• _Document segment_
----------------

= Records of Heroes =

Chinese historical text of the end of the Han dynasty

The Records of Heroes (英雄記), also known as the Records of Late Han Heroes (漢末英雄記) is a Chinese historical text of the end of the Han dynasty. Written by contemporary historian Wang Can, it contains various stories of the late Han warlords. The book was lost at some point in history, and the only surviving accounts of it are from the Annotated Records of the Three Kingdoms by Pei Songzhi as fragmentary annotations. During the Ming dynasty, Wang Shijian (王世間) compiled these fragments and published them as a collection.

The exact year in which it was written cannot be ascertained. However, among its stories which are clearly defined by year, was the anecdote that "in the middle of Battle of Red Cliff (208 CE), Cao Cao tried to cross the Yangtze River by connecting lots of rafts, however, as Zhou Yu delivered fire attacks on it, Cao Cao had to retreat" It is likely that the book was written between 208 and 217 when Wang Can died.

----------------

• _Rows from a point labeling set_
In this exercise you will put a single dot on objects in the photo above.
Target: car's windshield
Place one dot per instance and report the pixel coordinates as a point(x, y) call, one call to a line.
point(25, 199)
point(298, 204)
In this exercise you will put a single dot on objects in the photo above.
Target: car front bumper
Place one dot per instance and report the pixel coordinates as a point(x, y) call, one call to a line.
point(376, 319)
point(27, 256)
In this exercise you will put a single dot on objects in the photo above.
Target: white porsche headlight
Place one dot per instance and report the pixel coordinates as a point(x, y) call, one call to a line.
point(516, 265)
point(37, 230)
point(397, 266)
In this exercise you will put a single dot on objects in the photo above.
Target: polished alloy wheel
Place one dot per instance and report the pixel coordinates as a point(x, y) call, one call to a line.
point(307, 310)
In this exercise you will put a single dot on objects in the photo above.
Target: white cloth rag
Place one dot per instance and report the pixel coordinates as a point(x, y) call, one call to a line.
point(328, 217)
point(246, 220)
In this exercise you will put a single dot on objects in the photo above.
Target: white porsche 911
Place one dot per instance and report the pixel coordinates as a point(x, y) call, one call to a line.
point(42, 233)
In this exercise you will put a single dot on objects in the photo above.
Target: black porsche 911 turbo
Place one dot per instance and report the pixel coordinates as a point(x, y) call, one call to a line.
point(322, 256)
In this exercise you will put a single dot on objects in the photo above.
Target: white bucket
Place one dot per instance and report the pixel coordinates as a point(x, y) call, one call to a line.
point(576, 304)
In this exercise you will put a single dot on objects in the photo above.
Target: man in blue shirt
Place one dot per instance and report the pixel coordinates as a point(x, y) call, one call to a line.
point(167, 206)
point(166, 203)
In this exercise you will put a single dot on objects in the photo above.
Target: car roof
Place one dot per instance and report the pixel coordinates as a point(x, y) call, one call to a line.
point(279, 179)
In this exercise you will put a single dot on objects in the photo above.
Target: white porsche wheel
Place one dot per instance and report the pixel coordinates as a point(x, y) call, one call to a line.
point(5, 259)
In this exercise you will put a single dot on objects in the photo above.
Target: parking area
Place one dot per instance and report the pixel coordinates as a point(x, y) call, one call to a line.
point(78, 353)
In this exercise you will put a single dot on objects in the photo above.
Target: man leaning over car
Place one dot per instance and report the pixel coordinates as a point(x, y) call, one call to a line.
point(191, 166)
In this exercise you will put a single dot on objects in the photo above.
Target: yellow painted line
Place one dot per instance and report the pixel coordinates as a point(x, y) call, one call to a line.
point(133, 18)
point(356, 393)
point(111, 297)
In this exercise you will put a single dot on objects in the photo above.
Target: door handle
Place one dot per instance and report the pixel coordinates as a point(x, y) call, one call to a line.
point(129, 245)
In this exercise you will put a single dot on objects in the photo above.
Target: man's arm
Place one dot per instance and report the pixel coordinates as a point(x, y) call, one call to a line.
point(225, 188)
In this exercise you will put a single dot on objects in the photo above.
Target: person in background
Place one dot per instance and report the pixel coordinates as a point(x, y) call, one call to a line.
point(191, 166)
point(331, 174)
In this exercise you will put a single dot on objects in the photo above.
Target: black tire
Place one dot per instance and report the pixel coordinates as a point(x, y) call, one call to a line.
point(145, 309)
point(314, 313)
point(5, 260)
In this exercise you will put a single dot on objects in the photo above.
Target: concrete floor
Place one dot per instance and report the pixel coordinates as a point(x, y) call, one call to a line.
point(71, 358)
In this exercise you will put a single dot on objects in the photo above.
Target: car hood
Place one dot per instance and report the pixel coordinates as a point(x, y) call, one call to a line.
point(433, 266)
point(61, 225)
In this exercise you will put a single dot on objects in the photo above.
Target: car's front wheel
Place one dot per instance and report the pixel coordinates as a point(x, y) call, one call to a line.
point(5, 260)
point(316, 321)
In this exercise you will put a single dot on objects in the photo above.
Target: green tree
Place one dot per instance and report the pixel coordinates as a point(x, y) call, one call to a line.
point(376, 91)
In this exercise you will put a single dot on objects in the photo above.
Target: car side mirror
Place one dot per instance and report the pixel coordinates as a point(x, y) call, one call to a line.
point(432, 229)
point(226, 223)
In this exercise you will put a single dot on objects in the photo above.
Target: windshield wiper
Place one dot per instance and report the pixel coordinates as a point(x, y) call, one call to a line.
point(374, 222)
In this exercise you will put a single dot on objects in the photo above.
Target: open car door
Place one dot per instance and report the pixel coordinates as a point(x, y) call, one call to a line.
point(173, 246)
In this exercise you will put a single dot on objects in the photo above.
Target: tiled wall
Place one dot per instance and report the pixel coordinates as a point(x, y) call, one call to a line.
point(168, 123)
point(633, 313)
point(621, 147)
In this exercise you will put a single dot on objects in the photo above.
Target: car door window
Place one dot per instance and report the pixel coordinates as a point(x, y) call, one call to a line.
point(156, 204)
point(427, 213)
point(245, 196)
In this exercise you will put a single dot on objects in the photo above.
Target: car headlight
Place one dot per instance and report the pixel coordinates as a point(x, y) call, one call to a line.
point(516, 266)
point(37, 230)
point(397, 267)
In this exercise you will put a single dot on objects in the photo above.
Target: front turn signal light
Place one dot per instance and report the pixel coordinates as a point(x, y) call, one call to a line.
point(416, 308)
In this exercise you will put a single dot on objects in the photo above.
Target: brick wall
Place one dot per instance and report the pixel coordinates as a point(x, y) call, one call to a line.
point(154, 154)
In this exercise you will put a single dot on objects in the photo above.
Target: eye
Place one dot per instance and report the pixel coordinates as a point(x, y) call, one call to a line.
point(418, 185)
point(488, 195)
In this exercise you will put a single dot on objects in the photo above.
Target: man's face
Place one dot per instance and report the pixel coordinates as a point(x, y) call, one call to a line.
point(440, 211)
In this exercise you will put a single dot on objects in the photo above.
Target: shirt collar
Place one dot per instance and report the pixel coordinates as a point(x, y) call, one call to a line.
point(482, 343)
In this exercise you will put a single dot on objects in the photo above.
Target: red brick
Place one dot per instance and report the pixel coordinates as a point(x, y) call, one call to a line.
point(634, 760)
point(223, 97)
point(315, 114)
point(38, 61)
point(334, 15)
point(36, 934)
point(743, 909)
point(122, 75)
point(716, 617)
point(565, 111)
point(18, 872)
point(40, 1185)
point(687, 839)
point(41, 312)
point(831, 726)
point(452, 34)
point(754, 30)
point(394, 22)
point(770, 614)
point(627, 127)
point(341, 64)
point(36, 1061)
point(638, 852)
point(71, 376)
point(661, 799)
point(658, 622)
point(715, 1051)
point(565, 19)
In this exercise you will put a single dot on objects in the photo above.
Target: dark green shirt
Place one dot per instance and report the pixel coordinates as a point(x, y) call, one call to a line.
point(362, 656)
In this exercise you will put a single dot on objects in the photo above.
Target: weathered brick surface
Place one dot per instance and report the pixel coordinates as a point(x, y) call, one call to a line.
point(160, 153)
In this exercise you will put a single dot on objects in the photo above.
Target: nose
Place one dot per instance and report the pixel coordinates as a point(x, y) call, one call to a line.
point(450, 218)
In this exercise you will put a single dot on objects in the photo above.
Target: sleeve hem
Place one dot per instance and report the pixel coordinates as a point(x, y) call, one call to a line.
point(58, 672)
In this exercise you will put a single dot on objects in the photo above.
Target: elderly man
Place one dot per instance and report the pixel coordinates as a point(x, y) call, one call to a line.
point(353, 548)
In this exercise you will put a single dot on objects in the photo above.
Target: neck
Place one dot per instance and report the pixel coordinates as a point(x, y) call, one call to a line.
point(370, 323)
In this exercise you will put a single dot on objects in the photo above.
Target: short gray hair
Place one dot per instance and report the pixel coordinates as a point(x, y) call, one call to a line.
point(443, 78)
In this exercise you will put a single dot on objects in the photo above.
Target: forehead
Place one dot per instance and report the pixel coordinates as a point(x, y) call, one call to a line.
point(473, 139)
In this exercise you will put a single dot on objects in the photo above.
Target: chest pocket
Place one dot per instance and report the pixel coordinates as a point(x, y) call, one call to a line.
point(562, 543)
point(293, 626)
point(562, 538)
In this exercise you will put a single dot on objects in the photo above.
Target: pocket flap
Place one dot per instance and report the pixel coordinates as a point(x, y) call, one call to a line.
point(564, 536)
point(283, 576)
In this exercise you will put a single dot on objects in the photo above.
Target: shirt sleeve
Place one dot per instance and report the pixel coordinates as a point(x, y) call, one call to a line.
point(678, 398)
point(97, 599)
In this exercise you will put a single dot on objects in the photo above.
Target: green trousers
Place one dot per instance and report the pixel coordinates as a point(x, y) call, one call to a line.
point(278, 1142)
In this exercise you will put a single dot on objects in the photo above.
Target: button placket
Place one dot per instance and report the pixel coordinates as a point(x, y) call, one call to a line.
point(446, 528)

----------------

• _Required tasks_
1. Summarize the Records of Heroes passage in two sentences.
2. Using the Records of Heroes passage, answer these:
(a) Who wrote the book?
(b) During which dynasty did Wang Shijian compile the surviving fragments?
(c) In what year did Wang Can die?
3. Reproduce the part of the Records of Heroes passage that begins at the words "The exact year" and ends after the words "Wang Can died.".
Rely solely on the Records of Heroes passage when responding.

• _Results by task_
1. The Records of Heroes is a Chinese historical text from the end of the Han dynasty, written by the contemporary historian Wang Can, and it contains stories of the late Han warlords. The book was lost and survives only as fragmentary annotations in Pei Songzhi's Annotated Records of the Three Kingdoms, and it was likely written between 208 and 217.

2.
(a) Wang Can
(b) The Ming dynasty
(c) 217

3.
The exact year in which it was written cannot be ascertained. However, among its stories which are clearly defined by year, was the anecdote that "in the middle of Battle of Red Cliff (208 CE), Cao Cao tried to cross the Yangtze River by connecting lots of rafts, however, as Zhou Yu delivered fire attacks on it, Cao Cao had to retreat" It is likely that the book was written between 208 and 217 when Wang Can died.